■ **Passage to read**:
[start]

Ah well, back to the paper clearing. I can almost see the carpet now.

Last Class

We had the third and final creative writing class today. I should like to report that my inner writer is well and truly liberated, but I think she’s got her coat or something caught on something; a rib maybe, I shouldn’t like to think of her being entangled in my intestine.

After the initial excitement of Not-Melissa and Fellow-Student’s first encounter, week two seemed quite tame. we had to create characters and then work out a storyline with others in the group and the character they had created, the initial scenario being supplied by Not-Melissa. So some people were caught in a lift;  others passed each other in a church entrance; and so on. You get the idea. The homework was to write the story, in the first person, from the viewpoint of our own character.

It was a good exercise, but I found it excruciating. I was partnered with a woman who was very directive, and I found myself saying no a great deal, and being defensive about my character. We agreed on a few points quite early, thank-goodness, so we were able to retreat to common ground at regular intervals. As our characters were living in different countries, we had to decide on a location where they could meet, and invent a reason for them being there.

[end]

■ **Supplied material**:
[start]

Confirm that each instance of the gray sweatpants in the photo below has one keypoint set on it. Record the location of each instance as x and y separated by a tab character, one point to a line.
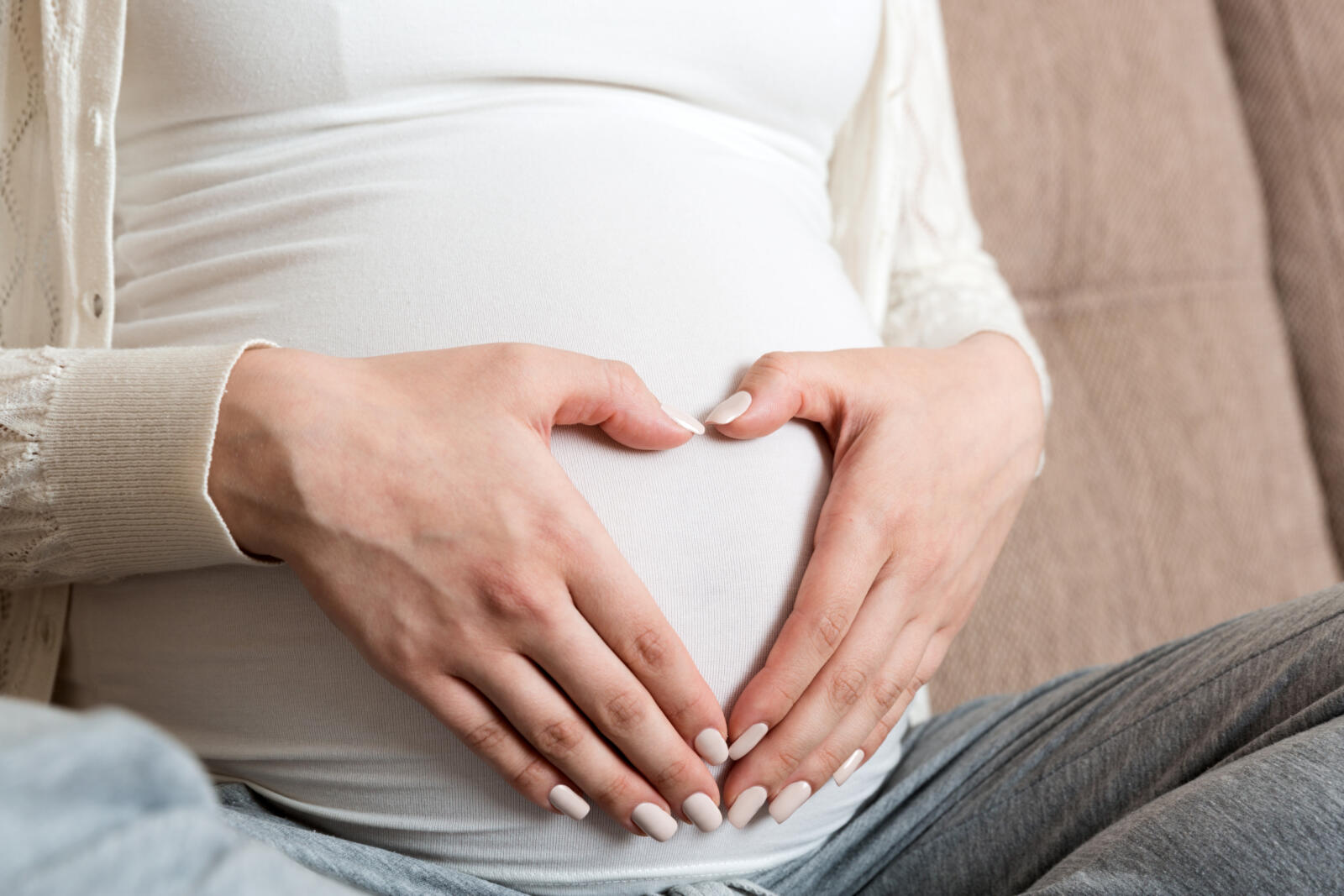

[end]

■ **Work to do**:
- 1) Copy from the creative writing class passage word for word, beginning at the words "It was a good" and stopping after "them being there.".
- 2) According to the creative writing class passage, what homework was set in week two?
- 3) Continue the creative writing class passage from its final sentence.

■ **Responses to the exercise**:
- 1)
It was a good exercise, but I found it excruciating. I was partnered with a woman who was very directive, and I found myself saying no a great deal, and being defensive about my character. We agreed on a few points quite early, thank-goodness, so we were able to retreat to common ground at regular intervals. As our characters were living in different countries, we had to decide on a location where they could meet, and invent a reason for them being there.

- 2) To write the story in the first person, from the viewpoint of their own character.

- 3)
I won’t bore you with the whole story, but we agreed on Barcelona. As our conversation went on, I was stunned to discover that my partner had never heard of Gaudí, and was inclined to view Spain as a homogenous whole.

When I came to write the story, I found that this was the piece of information that had struck me the most. We were supposed to listen to each other’s work today, but that plan was abandoned. Also my partner did not show. I forgot to ask if she had emailed her homework in. I’d like to read her version. Now I’ll never know.

By the way, Maria, if you read this, I need to check some Catalan with you!!